◆ EXTRACTED MATERIAL:

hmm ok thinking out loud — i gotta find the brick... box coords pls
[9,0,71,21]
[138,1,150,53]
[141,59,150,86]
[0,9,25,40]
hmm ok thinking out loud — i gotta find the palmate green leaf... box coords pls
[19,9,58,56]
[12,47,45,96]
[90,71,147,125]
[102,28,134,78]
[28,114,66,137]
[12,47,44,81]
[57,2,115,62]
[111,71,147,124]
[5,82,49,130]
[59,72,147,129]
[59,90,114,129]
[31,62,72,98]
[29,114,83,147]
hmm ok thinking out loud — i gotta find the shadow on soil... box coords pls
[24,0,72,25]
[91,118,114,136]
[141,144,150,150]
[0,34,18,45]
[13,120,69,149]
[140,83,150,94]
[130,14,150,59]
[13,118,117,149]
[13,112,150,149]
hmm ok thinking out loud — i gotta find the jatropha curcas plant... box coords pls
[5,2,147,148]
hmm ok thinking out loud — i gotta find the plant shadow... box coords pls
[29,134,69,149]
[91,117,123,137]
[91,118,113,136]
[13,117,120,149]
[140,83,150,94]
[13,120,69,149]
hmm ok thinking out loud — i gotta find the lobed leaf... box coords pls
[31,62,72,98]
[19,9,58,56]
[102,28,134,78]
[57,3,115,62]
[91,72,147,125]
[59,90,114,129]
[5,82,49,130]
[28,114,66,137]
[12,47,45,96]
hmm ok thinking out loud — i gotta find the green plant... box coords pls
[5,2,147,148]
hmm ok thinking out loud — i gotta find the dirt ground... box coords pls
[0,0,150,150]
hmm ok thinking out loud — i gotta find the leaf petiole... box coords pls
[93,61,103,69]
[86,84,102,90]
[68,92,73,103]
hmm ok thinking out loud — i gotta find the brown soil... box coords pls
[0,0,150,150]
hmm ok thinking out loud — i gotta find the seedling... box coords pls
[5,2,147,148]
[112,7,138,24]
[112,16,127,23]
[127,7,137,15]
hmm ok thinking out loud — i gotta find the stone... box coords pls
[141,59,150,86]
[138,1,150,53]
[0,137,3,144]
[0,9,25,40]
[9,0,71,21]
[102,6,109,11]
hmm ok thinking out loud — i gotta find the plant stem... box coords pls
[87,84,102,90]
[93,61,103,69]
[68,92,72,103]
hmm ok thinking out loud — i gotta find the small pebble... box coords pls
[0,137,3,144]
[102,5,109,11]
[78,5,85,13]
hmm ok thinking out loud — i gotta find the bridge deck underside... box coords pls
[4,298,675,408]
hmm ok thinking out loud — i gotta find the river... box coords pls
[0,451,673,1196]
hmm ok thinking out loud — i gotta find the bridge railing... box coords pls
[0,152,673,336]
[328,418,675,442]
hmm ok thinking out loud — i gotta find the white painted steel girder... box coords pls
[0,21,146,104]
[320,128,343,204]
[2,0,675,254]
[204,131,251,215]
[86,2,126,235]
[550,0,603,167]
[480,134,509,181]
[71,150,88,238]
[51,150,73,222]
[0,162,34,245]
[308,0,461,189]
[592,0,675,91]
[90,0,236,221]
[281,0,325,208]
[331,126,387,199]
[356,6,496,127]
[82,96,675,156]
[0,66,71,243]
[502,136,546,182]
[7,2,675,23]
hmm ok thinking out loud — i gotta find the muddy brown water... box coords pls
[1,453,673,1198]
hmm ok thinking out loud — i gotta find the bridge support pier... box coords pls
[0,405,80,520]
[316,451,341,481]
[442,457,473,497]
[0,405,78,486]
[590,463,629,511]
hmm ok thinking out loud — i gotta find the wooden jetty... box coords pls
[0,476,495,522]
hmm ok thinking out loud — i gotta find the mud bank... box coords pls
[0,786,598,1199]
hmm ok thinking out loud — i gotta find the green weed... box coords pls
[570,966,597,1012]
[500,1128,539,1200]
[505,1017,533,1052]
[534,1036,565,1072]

◆ WHAT NEEDS TO BE DONE:
Would you please write the entries out again in full, exactly as given?

◆ EXERCISE SOLUTION:
hmm ok thinking out loud — i gotta find the brick... box coords pls
[9,0,71,21]
[138,1,150,53]
[141,59,150,86]
[0,9,25,40]
hmm ok thinking out loud — i gotta find the palmate green leaf... box coords pls
[19,9,58,56]
[12,47,45,96]
[90,71,147,125]
[102,28,134,78]
[28,114,66,137]
[12,47,44,81]
[57,2,115,62]
[111,71,147,124]
[5,82,49,130]
[59,72,147,129]
[59,90,114,129]
[31,62,72,98]
[29,114,83,147]
hmm ok thinking out loud — i gotta find the shadow on soil... box coords pls
[24,0,72,25]
[91,118,114,136]
[141,144,150,150]
[0,34,18,45]
[13,120,69,149]
[140,83,150,94]
[130,14,150,59]
[13,118,117,149]
[13,112,150,149]
hmm ok thinking out loud — i gotta find the jatropha curcas plant... box coords pls
[5,2,147,148]
hmm ok thinking out loud — i gotta find the plant shadow... box coords pls
[29,134,69,149]
[91,117,123,137]
[91,118,113,136]
[13,117,120,149]
[140,83,150,94]
[13,120,69,149]
hmm ok thinking out loud — i gotta find the lobed leaf... box coords pls
[31,62,72,98]
[19,9,58,56]
[102,28,134,78]
[57,3,115,62]
[91,72,147,125]
[59,90,114,129]
[5,82,49,130]
[28,114,66,137]
[12,47,45,96]
hmm ok thinking out loud — i gotta find the green plant... box coords pls
[5,2,147,148]
hmm ok thinking out loud — i gotta find the dirt ground... box coords pls
[0,0,150,150]
hmm ok thinking out loud — i gotta find the leaf petiole... box coords pls
[93,61,103,69]
[86,84,102,90]
[68,92,73,103]
hmm ok thinking out loud — i gotta find the brown soil... box coords pls
[0,0,150,150]
hmm ok thinking out loud — i gotta find the seedling... box coords pls
[5,2,147,148]
[112,7,138,24]
[112,16,127,23]
[127,7,137,15]
hmm ok thinking out loud — i gotta find the stone... box coords pls
[141,59,150,86]
[138,1,150,53]
[0,137,3,144]
[0,9,25,40]
[9,0,71,21]
[102,6,109,11]
hmm ok thinking out loud — i gotta find the plant stem... box coords pls
[87,84,102,90]
[93,61,103,69]
[68,92,72,103]
hmm ok thinking out loud — i gotta find the small pebble... box coords pls
[0,137,3,144]
[102,5,109,11]
[78,5,85,13]
hmm ok thinking out loud — i gotta find the bridge deck underside... box coords pls
[4,298,675,408]
hmm ok thinking out loud — i gotta find the river... box coords pls
[0,451,673,1196]
hmm ok thinking out loud — i gotta find the bridge railing... box coords pls
[0,152,673,336]
[328,418,675,442]
hmm ok thinking out loud — i gotta find the white painted steel girder... box coords pls
[0,21,146,104]
[320,128,343,204]
[2,0,675,254]
[204,131,251,215]
[86,2,126,235]
[550,0,603,167]
[480,134,509,181]
[71,150,88,238]
[51,150,73,222]
[0,162,34,245]
[308,0,461,189]
[592,0,675,91]
[90,0,236,221]
[281,0,325,208]
[331,126,387,199]
[356,6,496,127]
[82,96,675,156]
[0,66,71,243]
[502,136,546,182]
[7,2,675,23]
hmm ok thinking out loud — i gotta find the muddy brown water... box coords pls
[1,453,673,1198]
hmm ok thinking out loud — i gotta find the bridge support pier... box coords pls
[0,405,80,520]
[316,451,341,481]
[442,457,473,497]
[0,405,78,486]
[590,463,629,511]
hmm ok thinking out loud — i gotta find the wooden jetty... box coords pls
[0,476,495,522]
hmm ok thinking out loud — i gotta find the mud bank... box coords pls
[0,786,598,1199]
hmm ok thinking out loud — i gotta find the green weed... box coords pls
[570,966,597,1012]
[500,1128,539,1200]
[505,1017,533,1052]
[534,1036,565,1072]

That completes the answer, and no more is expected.